Work instructions> Add 93 to every x and y coordinate in the answers, and copy out the rows from the line with "Point to one spot on every instance of the brick" to the line with "[(289, 166), (84, 186)]", both included, with each request left unchanged.

- - - - -

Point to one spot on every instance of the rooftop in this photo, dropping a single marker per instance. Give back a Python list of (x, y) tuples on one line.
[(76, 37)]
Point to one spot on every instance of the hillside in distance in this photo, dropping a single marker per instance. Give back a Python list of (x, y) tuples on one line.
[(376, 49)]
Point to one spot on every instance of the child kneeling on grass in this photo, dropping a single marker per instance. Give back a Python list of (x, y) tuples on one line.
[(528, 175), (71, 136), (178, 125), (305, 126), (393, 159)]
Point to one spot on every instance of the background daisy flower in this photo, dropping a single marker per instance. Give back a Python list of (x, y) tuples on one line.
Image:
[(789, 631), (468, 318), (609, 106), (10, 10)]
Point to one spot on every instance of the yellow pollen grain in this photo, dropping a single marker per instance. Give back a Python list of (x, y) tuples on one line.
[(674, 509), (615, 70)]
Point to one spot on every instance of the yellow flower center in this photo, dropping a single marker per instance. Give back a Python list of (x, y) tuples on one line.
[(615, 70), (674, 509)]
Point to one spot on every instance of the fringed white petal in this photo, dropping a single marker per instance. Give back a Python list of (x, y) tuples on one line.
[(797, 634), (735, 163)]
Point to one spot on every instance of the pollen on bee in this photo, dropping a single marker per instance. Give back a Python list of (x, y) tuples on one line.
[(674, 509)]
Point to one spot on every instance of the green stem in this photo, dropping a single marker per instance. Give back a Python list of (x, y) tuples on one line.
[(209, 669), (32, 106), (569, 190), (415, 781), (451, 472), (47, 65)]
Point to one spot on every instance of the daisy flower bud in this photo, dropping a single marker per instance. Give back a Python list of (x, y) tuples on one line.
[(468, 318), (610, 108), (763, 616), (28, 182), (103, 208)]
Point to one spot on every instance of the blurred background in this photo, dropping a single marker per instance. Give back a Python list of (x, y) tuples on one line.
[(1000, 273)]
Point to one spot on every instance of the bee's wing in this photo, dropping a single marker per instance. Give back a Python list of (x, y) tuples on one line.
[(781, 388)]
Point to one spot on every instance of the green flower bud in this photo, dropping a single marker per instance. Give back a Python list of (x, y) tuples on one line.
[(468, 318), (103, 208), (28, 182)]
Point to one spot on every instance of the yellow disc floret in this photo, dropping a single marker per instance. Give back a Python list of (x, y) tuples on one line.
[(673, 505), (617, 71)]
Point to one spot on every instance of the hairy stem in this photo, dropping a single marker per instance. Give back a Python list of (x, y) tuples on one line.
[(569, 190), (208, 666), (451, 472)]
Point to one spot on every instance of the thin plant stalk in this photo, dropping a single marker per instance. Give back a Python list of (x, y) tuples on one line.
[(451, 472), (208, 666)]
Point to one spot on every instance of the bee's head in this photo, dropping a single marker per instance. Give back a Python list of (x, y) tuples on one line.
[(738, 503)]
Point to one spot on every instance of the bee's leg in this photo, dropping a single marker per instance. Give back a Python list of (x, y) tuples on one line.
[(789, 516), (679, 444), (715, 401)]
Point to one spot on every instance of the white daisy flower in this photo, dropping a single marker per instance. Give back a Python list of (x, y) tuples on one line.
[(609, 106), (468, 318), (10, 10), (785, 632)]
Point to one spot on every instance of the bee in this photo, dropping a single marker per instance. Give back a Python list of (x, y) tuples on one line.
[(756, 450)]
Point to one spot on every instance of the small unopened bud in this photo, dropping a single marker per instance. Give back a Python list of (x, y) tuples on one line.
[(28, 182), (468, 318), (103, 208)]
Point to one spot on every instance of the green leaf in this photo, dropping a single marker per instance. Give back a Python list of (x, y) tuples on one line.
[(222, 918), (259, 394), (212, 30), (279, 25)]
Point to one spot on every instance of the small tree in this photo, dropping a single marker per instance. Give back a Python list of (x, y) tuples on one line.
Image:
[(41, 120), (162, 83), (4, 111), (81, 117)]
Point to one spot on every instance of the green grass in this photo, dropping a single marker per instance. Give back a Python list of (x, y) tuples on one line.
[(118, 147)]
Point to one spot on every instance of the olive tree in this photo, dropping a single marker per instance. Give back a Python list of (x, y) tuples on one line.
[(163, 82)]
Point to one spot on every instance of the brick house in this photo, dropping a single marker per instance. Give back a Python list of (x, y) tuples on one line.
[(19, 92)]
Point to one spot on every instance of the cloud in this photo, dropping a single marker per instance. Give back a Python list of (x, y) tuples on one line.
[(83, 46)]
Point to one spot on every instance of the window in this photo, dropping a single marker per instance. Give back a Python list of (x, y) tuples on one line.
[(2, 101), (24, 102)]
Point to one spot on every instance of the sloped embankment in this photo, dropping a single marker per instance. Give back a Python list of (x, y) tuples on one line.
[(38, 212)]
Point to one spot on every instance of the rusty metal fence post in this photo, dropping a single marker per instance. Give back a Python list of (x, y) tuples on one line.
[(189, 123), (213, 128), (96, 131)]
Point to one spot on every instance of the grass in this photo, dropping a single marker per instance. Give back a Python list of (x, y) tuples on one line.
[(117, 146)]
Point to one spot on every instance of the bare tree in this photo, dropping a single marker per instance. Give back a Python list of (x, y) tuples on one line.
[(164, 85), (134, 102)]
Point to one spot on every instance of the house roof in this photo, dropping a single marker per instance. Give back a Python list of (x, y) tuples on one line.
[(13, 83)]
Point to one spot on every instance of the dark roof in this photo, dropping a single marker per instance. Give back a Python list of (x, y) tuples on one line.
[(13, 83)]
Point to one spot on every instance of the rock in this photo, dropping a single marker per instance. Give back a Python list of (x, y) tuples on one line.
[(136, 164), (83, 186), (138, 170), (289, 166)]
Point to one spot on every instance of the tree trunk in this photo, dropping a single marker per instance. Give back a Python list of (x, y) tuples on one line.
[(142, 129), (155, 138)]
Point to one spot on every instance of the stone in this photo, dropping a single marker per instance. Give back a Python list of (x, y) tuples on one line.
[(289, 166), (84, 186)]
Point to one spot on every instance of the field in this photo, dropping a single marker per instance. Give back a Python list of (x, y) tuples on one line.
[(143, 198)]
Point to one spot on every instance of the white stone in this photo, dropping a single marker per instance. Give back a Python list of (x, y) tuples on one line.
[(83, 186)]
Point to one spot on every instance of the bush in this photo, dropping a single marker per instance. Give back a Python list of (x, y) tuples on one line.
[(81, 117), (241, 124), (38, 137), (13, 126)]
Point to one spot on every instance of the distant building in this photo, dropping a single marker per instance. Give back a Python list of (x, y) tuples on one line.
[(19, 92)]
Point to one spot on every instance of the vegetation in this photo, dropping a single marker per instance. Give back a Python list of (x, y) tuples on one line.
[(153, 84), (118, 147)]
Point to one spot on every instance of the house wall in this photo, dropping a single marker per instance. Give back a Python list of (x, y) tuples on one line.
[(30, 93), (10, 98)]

- - - - -

Result of the task>
Point to one spot on every instance of the brick house in this photo, dropping a single marker per instance. Give back a Python list of (x, y) tuples on one line.
[(112, 185)]
Point to one spot on every instance of the cloud in this photo, dropping a single marker per instance. Give back a Python list of (x, y) tuples on one line.
[(176, 139)]
Point to one spot on every instance of the window in this photo, dropping a single marker per instance. Give back a Python list of (x, y) tuples on one line.
[(95, 194), (117, 195)]
Point to one spot on every instance of the sloped embankment in this photo, dropping a single marker per instance. Give back a Python list of (x, y) tuples on one line.
[(131, 305)]
Point to one spot on every instance of the rusty metal fence post in this photo, dropping a single marker per instance. Give back a Python list of (x, y) tuples on one line.
[(282, 216), (306, 221), (189, 224)]
Point to one spot on every instance of the grass in this photo, dropping a single marker per instance. Give back a Python list of (x, y) tuples on one line.
[(210, 239)]
Point to one spot on every instance of the bare tree in this photo, dropping a single marker per instance. Give back a Python list of (x, y) tuples on one line.
[(257, 178), (227, 195)]
Point to one spot on every instance of the house roof in this photo, dropping a single marker per instance. Give back a Python list of (x, y) tuples on one line.
[(106, 176)]
Point to one spot on every instance of the dark roof in this photo, dropping a single marker per instance. Give back a Python list of (x, y) tuples on one line.
[(106, 176)]
Point to one spot on every instance of the rock in this photo, dropping a single marker per instance. Give back a Python list of (x, y) tuples on one line.
[(229, 257), (176, 279), (231, 263), (382, 259)]
Point to one spot on every instance of the tree trunk in this photo, dropping a single marker per instance. Give back a Python list of (x, y) tuples on one line.
[(235, 222), (248, 231)]
Point to one spot on every instance of the stone in this photo, dropping a single marker per instance. Give back a Python list of (x, y) tuples on one line.
[(382, 259), (177, 279)]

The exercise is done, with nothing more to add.